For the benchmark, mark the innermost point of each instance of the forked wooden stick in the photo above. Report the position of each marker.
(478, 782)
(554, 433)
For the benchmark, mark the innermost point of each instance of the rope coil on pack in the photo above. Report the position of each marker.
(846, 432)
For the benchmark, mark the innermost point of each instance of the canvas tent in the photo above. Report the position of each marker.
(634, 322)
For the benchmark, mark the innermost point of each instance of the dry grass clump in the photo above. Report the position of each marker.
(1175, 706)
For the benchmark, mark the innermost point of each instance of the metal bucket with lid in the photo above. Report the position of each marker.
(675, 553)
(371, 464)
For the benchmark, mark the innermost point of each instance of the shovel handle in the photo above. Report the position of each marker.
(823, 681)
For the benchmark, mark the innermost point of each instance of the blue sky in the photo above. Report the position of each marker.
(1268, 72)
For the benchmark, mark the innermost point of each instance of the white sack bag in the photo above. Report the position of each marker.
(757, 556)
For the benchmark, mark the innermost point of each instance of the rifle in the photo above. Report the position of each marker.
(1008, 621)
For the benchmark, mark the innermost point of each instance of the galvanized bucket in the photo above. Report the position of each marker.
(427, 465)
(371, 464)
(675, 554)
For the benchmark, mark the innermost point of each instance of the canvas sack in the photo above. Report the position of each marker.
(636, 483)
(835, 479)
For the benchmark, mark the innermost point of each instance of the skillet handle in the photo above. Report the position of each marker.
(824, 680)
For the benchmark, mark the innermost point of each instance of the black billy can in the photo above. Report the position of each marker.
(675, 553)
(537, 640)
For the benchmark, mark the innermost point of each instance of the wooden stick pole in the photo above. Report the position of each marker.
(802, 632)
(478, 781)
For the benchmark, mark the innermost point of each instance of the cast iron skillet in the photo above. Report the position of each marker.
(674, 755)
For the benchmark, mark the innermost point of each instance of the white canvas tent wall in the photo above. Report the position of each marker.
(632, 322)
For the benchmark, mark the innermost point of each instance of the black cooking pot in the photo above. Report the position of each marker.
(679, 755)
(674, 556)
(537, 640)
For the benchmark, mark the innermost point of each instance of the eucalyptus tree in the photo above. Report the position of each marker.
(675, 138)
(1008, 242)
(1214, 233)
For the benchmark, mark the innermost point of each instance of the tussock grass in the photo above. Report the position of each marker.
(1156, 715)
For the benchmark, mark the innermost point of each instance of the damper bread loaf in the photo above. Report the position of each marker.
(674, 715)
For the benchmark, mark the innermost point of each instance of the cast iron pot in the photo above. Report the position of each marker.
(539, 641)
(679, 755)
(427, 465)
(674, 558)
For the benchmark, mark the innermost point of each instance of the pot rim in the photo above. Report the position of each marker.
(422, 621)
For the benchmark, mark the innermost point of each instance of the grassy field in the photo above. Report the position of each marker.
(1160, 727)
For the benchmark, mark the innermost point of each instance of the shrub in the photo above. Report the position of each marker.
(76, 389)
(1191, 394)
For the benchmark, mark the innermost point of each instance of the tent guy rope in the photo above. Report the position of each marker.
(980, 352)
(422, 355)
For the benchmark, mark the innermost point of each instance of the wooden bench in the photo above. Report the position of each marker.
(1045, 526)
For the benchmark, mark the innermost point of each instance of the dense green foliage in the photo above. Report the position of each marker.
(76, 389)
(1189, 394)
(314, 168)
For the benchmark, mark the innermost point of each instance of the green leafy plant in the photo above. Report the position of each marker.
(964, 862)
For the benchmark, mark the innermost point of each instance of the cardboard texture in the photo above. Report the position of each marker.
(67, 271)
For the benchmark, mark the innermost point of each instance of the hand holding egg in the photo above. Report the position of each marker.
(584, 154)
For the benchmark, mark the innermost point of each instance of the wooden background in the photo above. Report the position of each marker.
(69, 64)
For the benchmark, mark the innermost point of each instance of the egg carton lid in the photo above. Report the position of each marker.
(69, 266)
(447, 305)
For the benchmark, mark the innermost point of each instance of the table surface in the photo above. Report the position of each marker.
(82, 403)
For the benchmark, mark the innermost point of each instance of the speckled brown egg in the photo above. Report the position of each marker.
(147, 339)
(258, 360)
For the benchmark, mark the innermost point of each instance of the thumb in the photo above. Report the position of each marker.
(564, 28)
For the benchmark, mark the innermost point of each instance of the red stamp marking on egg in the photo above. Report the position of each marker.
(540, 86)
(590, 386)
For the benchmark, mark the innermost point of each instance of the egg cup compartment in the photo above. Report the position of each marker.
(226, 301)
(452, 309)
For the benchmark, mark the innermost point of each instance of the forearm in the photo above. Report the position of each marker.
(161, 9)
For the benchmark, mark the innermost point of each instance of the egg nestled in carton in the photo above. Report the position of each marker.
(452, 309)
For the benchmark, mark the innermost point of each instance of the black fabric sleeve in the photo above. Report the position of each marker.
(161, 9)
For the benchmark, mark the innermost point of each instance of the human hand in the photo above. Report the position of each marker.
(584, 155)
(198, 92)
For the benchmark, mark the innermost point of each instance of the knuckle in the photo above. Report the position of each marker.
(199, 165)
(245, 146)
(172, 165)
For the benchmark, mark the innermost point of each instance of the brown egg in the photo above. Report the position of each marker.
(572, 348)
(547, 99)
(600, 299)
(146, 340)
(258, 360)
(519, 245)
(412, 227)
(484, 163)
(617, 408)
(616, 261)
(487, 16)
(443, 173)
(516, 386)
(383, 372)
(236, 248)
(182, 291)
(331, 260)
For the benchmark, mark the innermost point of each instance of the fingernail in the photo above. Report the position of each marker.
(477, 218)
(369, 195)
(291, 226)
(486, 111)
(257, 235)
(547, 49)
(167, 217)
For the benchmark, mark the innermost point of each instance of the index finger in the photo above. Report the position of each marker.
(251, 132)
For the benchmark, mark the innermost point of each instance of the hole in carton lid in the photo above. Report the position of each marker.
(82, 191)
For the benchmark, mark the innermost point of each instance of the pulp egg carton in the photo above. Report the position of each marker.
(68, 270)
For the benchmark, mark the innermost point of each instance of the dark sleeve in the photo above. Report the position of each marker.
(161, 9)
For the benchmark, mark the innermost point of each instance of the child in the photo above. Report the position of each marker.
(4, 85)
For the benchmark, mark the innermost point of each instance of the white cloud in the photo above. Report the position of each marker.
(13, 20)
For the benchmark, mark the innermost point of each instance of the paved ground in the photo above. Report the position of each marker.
———
- _Direction_:
Copy out the entries starting at the line that contains "of the rope" and ending at the line that contains "(1008, 621)", requests included, and shift every coordinate in the answers by adding 119 to it.

- _Result of the task_:
For the benchmark, mark the innermost point of each instance of the rope coil on pack in the photo above. Report the position of each marker.
(965, 551)
For the benchmark, mark the innermost point of each instance of the canvas tent in the photo above. Report the position of each marker.
(753, 441)
For the benchmark, mark the innermost point of each instance of the dry grass clump in the photo above. Report the position of each marker.
(1294, 825)
For the benchmark, mark the innermost point of each instance of the metal bucket with lid in the photo above. Report the position of each marker.
(794, 672)
(490, 583)
For the benchmark, mark the innermost point of each instance of the shovel handle in the photo above. Report the position of each marker.
(942, 800)
For the benchmark, mark the innermost point of each instance of the blue sky in the photo above. Report the position of each marker.
(1387, 191)
For the benchmark, mark the innermost point of each instance of the white sack bag in the photo above. Report the position of each marker.
(876, 675)
For the benchmark, mark the innermost point of each instance of the rifle in the photo above. Report the position of each marker.
(1127, 740)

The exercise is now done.